Et chaque année, d'inexorables fermetures de classe, suivies toujours du même balai de contestations et de colère. Révolte des parents d'élèves, colère des élus, occupations de classe, opérations escargots, toute la panoplie de la manifestation de base est passée en revue, classiquement. Toutes les colères se comprennent et se respectent.
La ruralité, telle qu'elle est perçue et vécue ici, est particulièrement sensible à la gestion de ces questions, jugées, à juste titre, essentielles quant au devenir de nos territoires.
Il est vrai que l'école symbolise, à elle seule, la jeunesse et le dynamisme ; elle est souvent décrite comme un indispensable poumon pour un village et une communauté, garante de la vitalité du monde rural. Pour s'en convaincre, il suffit d'écouter attentivement l'éternel refrain qui accompagne les fermetures de classe et les disparitions d'école, qui sont décrits comme la mort des villages.
Pour autant, la complainte qui sonne trop souvent comme un aveu d'impuissance, pire encore, de résignation, ne saurait être suffisante à masquer une réalité trop souvent éludée, et enrobée dans un nœud de déclarations d'usage.
Plus souvent qu'à leur tour dans ces circonstances, l'Inspection Académique, le rectorat, l'Etat sont jugés responsables de tous nos maux, jugés à priori coupables de la fermeture de nos services publics, de nos services de proximité...
Ces mises en accusation suffisent à elles-seules à prouver à quel point dans nos contrées, nous avons ce terrible réflexe consistant à tout attendre d'autrui, en pensant ne rien avoir à faire, comme pour mieux s'exonérer de la moindre responsabilité.
Et ce type de discours, démagogique au possible, ne correspondant plus à rien, qui cultive le misérabilisme aux dépends de la liberté de s'entreprendre, semble arranger tout le monde. Mécanique bien huilée que l'on habille de tous les symboles, la mobilisation est aussi prompte à se mettre en place et à s'afficher, que rapide à s'essouffler, ne résistant généralement pas aux vacances d'été... Nous autres, adorons, confortablement, jouer la victimisation à l'excès. N'attendons pas tout de l'Etat, n'attendons pas tout des autres, ce serait une erreur funeste.

-- CONSIGNE 1 --
Dans les enregistrements, citez mot pour mot les lignes : commencez à celle qui contient « Annotation sprint — target object: wooden » et arrêtez-vous après celle qui contient « 75,232,115,255 ».
-- CONSIGNE 2 --
Écrivez la suite du texte sur les fermetures de classe à la campagne, en reprenant juste après sa dernière phrase.

-- ENREGISTREMENTS PRÉSENTÉS --
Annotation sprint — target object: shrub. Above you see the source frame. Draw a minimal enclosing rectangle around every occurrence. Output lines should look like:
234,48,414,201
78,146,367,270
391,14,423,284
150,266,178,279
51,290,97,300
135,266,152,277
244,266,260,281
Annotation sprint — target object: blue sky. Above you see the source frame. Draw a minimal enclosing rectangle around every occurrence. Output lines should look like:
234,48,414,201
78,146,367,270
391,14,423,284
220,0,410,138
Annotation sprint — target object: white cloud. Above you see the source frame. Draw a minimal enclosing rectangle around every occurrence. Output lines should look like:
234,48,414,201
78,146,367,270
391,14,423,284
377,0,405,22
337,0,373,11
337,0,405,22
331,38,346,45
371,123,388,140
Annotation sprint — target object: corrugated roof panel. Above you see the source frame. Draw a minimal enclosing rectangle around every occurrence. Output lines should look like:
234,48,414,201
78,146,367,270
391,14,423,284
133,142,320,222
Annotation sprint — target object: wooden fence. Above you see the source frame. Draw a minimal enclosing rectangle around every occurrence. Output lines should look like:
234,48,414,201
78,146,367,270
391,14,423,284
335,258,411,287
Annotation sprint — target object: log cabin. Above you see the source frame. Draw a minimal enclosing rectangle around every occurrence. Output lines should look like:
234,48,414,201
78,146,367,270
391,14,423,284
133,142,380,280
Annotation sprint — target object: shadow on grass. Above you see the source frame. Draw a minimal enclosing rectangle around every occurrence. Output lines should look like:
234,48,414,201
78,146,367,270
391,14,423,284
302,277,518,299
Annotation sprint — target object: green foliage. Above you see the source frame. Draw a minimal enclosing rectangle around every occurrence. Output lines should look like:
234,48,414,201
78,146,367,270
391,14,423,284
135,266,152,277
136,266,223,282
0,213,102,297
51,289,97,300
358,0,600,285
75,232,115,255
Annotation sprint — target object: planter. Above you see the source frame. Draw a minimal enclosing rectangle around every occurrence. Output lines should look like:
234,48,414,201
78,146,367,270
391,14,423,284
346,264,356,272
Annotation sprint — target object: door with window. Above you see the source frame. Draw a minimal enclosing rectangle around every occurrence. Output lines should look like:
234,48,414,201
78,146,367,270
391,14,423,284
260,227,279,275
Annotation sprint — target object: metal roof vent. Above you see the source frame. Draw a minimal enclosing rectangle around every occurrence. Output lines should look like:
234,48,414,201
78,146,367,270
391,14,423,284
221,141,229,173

-- RÉPONSE ATTENDUE 1 --
Annotation sprint — target object: wooden fence. Above you see the source frame. Draw a minimal enclosing rectangle around every occurrence. Output lines should look like:
234,48,414,201
78,146,367,270
391,14,423,284
335,258,411,287
Annotation sprint — target object: log cabin. Above you see the source frame. Draw a minimal enclosing rectangle around every occurrence. Output lines should look like:
234,48,414,201
78,146,367,270
391,14,423,284
133,142,380,280
Annotation sprint — target object: shadow on grass. Above you see the source frame. Draw a minimal enclosing rectangle around every occurrence. Output lines should look like:
234,48,414,201
78,146,367,270
391,14,423,284
302,277,518,299
Annotation sprint — target object: green foliage. Above you see the source frame. Draw a minimal enclosing rectangle around every occurrence. Output lines should look like:
234,48,414,201
78,146,367,270
391,14,423,284
135,266,152,277
136,266,223,282
0,213,102,297
51,289,97,300
358,0,600,285
75,232,115,255

-- RÉPONSE ATTENDUE 2 --
Ne nous satisfaisons pas non plus des quelques classes sauvées ça et là, par la grâce d'un certain clientélisme politique censé faire passer la pilule. Au contraire, nous avons le devoir de l'exigence.
Si nous sommes tous d'accord pour dire que la ruralité symbolise le combat pour l'égalité des territoires, nous différons souvent, et dans notre perception de la ruralité d'aujourd'hui, sur la nature de ce combat, et sur la mise en œuvre de ce combat.
Comprenons que ce ne sont pas les fermetures de classe qui agissent, de prime abord, en repoussoir pour les jeunes, mais que c'est bien l'absence de jeunes qui induit la fermeture des-dites classes.
En disant cela, nous touchons là au nœud du problème, résidant en la démographie de nos territoires ruraux, vieillissants, et à ses perspectives pragmatiquement comptables de notre avenir immédiat. La réalité est là, tout à la fois cruelle et révélatrice sinon de notre inertie, du moins de notre atonie, pour le sûr, de notre responsabilité certaine dans ce qui relève d'un échec cinglant, marquant l'absence d'anticipation et de vision prospective pour la dynamisation de nos territoires.
Le maintien de nos attitudes, irresponsables, au sens premier du terme, est par avance suicidaire, tant cette démographie dont personne ne parle jamais, surtout pas ceux qui s'agitent et qui vendent une ruralité misérable, est préoccupante. Songeons que la Creuse perdra 1000 élèves de primaire sur les prochaines années, et l'on comprendra la menace qui plane.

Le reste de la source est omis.